Exercise brief ::
Please copy the listing below verbatim, every line of it.

#### Source records

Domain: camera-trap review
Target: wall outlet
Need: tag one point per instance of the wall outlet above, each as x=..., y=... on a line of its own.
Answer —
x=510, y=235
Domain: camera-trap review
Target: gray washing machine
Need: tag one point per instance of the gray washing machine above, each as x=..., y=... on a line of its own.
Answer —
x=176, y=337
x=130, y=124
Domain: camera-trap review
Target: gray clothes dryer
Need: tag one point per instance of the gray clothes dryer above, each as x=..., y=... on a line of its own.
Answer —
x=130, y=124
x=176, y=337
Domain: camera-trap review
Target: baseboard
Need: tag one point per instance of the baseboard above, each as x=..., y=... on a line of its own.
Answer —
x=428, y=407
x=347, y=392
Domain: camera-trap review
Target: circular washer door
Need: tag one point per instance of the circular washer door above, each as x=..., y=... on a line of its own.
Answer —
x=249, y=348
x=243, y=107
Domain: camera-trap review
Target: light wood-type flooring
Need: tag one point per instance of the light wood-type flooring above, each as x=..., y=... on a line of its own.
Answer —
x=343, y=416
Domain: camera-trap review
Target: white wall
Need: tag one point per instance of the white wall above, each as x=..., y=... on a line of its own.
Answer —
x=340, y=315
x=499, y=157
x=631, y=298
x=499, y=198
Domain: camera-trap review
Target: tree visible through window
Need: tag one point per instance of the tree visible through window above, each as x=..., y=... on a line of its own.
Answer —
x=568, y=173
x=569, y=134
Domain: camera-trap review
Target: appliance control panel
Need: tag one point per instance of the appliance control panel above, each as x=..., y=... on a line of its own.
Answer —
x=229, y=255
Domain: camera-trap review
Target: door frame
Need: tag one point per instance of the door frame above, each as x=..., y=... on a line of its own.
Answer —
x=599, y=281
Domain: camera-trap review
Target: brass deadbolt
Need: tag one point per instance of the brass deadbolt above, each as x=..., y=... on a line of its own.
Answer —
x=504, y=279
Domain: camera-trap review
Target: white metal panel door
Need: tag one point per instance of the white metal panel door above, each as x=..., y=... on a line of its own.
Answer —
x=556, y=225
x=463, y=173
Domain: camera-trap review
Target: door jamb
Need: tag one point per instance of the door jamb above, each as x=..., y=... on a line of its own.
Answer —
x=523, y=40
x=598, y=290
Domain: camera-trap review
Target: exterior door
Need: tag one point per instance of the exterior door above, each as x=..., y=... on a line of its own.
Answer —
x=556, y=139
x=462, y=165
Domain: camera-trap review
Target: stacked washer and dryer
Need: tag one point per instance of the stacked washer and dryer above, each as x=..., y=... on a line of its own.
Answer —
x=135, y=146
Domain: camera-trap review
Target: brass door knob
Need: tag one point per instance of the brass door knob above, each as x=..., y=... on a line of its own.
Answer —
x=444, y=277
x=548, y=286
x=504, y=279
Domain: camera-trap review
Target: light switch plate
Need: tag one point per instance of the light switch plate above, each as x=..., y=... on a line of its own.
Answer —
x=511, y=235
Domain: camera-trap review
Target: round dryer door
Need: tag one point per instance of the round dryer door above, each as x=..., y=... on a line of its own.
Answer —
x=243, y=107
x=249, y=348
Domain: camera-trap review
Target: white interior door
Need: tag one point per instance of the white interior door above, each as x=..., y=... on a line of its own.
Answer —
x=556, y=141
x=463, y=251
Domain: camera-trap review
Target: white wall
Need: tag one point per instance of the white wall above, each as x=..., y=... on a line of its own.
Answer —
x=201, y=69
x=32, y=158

########

Answer in full ::
Domain: camera-trap review
Target: wall outlet
Need: tag one point per instance of the wall outlet above, each as x=..., y=... on a line of its own.
Answer —
x=510, y=235
Domain: camera-trap review
Target: gray washing machine
Need: tag one point per instance of the gray washing machine above, each as x=..., y=... on a line of its own.
Answer —
x=176, y=337
x=130, y=124
Domain: camera-trap review
Target: gray clothes dryer
Need: tag one point per instance of the gray clothes dryer above, each as x=..., y=... on a line of its own.
Answer —
x=130, y=124
x=176, y=337
Domain: camera-trap review
Target: baseboard
Need: tag one point per instance of the baseboard above, each as x=..., y=... on a line of its own.
Answer —
x=428, y=407
x=347, y=392
Domain: camera-trap review
Target: circular washer door
Need: tag one point per instance of the circular washer door above, each as x=..., y=... on a line of its own.
Answer —
x=249, y=348
x=243, y=107
Domain: camera-trap review
Target: light wood-type flooring
Need: tag one point per instance of the light wood-type flooring above, each as x=..., y=... on a line of its own.
Answer —
x=343, y=416
Domain: camera-trap review
Target: white wall
Need: tag one point per instance of the white wall above, each as x=..., y=... on a line of its own.
Answer —
x=340, y=315
x=499, y=157
x=631, y=298
x=499, y=198
Domain: camera-trap review
Target: tree visible through window
Need: tag one point per instance of the tree visible through window above, each as x=..., y=... on a line of its own.
Answer —
x=568, y=173
x=569, y=134
Domain: camera-trap review
Target: appliance control panel
Need: tag one point per instance of the appliance control panel above, each as x=..., y=... on a line of its own.
Answer —
x=229, y=255
Domain: camera-trap review
Target: door frame
Need: tag one point per instance of the door frame above, each as x=..., y=... on a line of its own.
Answer —
x=599, y=281
Domain: camera-trap review
Target: brass deadbolt
Need: tag one point per instance of the brass deadbolt above, each as x=..., y=... on a line of its own.
Answer —
x=504, y=279
Domain: camera-trap review
Target: white metal panel door
Need: tag one point per instance of the white metal panel door above, each as x=..., y=... on a line of its own.
Answer —
x=556, y=225
x=463, y=173
Domain: camera-trap review
Target: door jamb
Need: tag one point per instance of the door jamb above, each as x=..., y=... on a line of its own.
Answer —
x=523, y=40
x=598, y=290
Domain: camera-trap review
Target: exterior door
Need: tag one point per instance of the exterior door above, each as x=..., y=... on a line of its own.
Answer —
x=556, y=139
x=462, y=165
Domain: camera-trap review
Target: stacked washer and dryer
Need: tag one point per instance of the stacked washer and dryer above, each as x=..., y=... on a line of its own.
Answer —
x=135, y=146
Domain: camera-trap review
Target: brass door knob
Need: tag one point per instance of the brass door knob above, each as x=..., y=... on a line of its own.
Answer —
x=444, y=277
x=548, y=286
x=504, y=279
Domain: camera-trap review
Target: light switch plate
Need: tag one point per instance of the light switch plate above, each as x=..., y=... on a line of its own.
Answer —
x=511, y=235
Domain: camera-trap review
Target: round dryer door
Need: tag one point per instance of the round dryer door above, each as x=..., y=... on a line of its own.
Answer —
x=243, y=107
x=249, y=348
Domain: camera-trap review
Target: white interior door
Need: tag one point per instance of the white interior door above, each as x=..., y=... on a line of its own.
Answer —
x=556, y=141
x=463, y=251
Domain: camera-trap review
Target: white wall
Need: tag one point per instance of the white wall above, each as x=..., y=... on a line of its own.
Answer —
x=201, y=69
x=32, y=158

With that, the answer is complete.